#### [What you are asked to do]
Reproduce the listing below word for word, from its first line through the line containing "257;157;271;169".

#### [Supplied data]
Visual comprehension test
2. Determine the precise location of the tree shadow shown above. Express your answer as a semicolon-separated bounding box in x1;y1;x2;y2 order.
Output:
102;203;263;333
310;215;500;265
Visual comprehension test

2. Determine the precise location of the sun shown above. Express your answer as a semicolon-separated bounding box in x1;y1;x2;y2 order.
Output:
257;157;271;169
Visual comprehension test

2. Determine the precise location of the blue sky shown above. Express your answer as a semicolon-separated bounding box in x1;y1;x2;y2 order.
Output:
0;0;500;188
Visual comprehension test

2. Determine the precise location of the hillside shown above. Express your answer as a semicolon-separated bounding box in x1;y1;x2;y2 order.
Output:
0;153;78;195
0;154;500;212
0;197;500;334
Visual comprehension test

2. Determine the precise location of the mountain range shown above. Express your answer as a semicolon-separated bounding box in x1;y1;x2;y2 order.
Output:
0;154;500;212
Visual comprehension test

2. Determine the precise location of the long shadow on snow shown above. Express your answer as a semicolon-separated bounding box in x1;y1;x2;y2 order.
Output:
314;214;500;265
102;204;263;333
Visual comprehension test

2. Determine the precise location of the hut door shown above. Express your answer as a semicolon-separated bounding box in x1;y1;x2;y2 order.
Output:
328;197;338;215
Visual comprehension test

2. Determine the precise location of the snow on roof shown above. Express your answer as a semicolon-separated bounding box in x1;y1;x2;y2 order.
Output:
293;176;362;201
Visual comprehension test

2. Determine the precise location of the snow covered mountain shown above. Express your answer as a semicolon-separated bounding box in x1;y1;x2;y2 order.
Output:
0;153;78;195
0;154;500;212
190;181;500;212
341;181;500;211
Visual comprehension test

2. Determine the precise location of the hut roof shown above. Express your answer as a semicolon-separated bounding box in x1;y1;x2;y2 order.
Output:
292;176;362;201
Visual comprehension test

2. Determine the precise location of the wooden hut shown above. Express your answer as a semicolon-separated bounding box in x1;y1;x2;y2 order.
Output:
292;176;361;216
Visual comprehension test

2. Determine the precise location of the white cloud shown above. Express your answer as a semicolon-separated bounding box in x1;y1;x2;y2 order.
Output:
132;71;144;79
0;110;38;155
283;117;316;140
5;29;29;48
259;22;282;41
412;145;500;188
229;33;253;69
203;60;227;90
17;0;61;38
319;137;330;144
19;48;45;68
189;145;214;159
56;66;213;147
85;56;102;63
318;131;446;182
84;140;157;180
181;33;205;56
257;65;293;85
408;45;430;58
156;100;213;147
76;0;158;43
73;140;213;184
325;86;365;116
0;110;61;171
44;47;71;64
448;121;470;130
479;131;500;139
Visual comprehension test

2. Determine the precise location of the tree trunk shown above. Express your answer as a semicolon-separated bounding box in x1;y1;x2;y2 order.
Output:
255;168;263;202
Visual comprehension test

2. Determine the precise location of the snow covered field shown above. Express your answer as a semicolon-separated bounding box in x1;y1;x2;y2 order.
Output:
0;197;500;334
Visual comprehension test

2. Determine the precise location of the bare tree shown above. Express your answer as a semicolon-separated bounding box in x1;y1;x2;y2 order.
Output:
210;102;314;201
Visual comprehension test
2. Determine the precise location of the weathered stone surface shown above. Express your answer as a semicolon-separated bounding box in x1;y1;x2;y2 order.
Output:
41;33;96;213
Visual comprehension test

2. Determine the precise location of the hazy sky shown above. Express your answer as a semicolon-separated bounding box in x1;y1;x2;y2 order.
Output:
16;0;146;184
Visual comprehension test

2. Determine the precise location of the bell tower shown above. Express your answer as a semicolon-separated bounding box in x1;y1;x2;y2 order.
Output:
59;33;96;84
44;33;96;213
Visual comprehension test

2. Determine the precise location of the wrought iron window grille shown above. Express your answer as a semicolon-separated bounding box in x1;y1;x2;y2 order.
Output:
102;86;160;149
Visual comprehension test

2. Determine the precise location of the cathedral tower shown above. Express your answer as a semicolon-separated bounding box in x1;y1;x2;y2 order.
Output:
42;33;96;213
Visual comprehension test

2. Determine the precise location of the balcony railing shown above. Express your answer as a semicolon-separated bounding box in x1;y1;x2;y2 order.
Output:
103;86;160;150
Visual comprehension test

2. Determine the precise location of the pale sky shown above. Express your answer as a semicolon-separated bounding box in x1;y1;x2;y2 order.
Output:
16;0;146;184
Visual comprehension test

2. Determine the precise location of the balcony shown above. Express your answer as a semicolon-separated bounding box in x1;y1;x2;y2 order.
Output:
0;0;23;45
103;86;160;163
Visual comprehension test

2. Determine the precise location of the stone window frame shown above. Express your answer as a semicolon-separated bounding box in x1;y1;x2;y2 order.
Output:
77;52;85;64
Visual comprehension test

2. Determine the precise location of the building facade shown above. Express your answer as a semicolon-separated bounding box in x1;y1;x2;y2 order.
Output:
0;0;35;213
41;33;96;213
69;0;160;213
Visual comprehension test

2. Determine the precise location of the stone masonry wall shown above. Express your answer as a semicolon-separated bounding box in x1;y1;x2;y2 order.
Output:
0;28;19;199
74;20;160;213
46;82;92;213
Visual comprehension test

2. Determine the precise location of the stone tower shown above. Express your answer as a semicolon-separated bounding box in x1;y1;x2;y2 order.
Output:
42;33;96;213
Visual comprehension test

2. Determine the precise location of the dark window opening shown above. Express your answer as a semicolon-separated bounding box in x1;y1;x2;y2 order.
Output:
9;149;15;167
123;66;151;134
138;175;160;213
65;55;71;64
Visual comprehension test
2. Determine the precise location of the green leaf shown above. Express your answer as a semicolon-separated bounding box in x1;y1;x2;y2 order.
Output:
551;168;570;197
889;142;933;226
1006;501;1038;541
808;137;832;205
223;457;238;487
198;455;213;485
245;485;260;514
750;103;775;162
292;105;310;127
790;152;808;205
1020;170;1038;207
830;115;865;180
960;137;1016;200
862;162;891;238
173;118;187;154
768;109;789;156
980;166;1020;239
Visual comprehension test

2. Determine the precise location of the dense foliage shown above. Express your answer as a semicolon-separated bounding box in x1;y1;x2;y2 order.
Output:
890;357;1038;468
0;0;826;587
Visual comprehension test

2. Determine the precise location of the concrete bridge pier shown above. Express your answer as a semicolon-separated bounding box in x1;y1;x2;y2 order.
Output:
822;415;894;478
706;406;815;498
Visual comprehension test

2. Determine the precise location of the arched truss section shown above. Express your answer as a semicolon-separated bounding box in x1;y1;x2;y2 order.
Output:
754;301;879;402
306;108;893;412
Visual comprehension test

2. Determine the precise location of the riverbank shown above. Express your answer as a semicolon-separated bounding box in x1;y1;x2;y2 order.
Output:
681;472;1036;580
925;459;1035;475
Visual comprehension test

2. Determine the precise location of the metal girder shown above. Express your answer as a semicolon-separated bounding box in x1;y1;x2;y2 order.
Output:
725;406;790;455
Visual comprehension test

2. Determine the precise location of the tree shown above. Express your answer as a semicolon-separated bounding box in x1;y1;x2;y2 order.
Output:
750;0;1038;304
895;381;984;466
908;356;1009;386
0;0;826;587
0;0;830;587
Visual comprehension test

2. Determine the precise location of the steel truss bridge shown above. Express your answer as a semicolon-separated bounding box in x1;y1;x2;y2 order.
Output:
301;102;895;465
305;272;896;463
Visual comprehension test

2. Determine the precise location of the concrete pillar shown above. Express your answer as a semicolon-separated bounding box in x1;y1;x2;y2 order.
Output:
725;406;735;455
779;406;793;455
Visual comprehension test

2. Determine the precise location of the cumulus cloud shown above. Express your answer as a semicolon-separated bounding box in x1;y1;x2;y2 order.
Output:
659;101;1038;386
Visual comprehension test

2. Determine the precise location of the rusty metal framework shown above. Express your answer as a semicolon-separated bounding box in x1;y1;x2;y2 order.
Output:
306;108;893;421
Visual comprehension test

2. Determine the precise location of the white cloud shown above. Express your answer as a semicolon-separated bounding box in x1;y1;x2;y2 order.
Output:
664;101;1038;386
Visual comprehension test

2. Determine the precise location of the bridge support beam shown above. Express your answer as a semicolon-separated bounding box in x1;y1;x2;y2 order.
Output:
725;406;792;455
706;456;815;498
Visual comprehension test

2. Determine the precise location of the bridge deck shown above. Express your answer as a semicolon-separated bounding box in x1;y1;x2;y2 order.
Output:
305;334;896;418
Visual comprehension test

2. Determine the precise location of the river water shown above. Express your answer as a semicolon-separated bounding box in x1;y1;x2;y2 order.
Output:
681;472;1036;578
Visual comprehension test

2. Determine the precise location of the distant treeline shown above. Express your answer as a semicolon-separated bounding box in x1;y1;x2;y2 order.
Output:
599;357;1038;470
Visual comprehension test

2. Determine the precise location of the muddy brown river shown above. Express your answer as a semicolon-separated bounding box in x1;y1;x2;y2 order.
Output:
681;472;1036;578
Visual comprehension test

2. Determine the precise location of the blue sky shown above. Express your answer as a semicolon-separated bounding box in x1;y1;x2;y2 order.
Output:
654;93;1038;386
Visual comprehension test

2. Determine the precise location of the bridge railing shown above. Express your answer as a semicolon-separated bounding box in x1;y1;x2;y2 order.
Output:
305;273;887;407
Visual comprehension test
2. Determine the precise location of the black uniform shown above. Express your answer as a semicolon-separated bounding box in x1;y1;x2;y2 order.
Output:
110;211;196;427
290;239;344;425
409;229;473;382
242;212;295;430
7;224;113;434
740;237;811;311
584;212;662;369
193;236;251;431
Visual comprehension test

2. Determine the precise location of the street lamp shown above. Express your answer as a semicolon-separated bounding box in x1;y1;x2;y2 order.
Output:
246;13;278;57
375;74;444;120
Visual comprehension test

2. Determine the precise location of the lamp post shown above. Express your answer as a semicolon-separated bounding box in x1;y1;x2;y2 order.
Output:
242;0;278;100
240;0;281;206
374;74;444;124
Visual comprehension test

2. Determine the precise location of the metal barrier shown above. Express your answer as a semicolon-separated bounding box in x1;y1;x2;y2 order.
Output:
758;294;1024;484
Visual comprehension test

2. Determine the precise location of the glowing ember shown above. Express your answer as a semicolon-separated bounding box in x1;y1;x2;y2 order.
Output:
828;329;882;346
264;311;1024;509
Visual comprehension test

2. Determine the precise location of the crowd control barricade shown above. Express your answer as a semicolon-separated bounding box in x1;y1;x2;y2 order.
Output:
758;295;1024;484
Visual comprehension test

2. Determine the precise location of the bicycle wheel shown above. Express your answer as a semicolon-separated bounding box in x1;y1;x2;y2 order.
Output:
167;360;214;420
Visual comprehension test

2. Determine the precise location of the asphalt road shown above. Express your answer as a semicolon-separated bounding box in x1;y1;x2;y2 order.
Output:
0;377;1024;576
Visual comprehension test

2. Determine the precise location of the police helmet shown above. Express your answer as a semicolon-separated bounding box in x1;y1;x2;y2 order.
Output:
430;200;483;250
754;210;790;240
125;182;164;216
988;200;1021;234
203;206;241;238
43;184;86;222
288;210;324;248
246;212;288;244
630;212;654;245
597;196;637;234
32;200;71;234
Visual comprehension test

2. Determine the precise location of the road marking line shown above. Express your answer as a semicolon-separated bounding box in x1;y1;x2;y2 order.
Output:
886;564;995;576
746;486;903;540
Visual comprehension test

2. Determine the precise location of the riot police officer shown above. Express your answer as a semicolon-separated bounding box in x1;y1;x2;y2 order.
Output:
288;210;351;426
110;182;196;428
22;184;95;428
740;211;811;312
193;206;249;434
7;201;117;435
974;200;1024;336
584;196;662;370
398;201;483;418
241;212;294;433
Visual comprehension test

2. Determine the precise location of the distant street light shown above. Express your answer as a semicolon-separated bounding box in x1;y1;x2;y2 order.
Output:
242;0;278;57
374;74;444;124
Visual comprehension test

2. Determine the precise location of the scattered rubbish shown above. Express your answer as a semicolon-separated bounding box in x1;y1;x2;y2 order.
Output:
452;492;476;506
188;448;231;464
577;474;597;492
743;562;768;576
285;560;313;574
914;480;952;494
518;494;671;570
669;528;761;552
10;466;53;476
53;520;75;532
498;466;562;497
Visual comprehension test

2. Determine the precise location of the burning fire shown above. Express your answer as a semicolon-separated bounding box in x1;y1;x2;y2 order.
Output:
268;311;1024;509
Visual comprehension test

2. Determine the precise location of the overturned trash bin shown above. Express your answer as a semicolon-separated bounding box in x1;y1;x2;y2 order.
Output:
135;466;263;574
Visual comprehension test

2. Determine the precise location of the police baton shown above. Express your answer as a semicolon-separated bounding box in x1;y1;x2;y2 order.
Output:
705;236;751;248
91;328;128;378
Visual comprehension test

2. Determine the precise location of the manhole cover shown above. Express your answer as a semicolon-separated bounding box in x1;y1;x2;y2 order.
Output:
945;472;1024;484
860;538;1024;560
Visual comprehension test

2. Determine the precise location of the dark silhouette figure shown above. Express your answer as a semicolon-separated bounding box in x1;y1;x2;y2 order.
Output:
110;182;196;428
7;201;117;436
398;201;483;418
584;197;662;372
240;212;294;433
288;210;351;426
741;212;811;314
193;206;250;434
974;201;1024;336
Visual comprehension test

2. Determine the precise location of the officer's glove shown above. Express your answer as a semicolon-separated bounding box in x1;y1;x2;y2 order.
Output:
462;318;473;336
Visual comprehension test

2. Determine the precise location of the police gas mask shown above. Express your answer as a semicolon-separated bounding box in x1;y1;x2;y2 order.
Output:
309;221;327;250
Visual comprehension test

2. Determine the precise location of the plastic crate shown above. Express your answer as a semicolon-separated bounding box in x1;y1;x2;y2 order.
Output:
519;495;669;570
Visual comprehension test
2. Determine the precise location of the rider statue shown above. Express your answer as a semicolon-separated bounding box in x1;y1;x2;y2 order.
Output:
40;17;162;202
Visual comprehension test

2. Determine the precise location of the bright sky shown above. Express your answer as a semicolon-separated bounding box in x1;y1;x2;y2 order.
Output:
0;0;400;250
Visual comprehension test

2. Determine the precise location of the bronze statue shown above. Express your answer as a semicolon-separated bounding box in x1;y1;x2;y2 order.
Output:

#### [Written solution]
Visual comprehension test
2. Determine the precise location of the tree shadow shown above. Express your answer as a semicolon-separated bounding box in x1;y1;x2;y2 order.
Output:
102;203;263;333
310;215;500;265
Visual comprehension test

2. Determine the precise location of the sun shown above. Express your answer as a semicolon-separated bounding box in x1;y1;x2;y2 order.
Output:
257;157;271;169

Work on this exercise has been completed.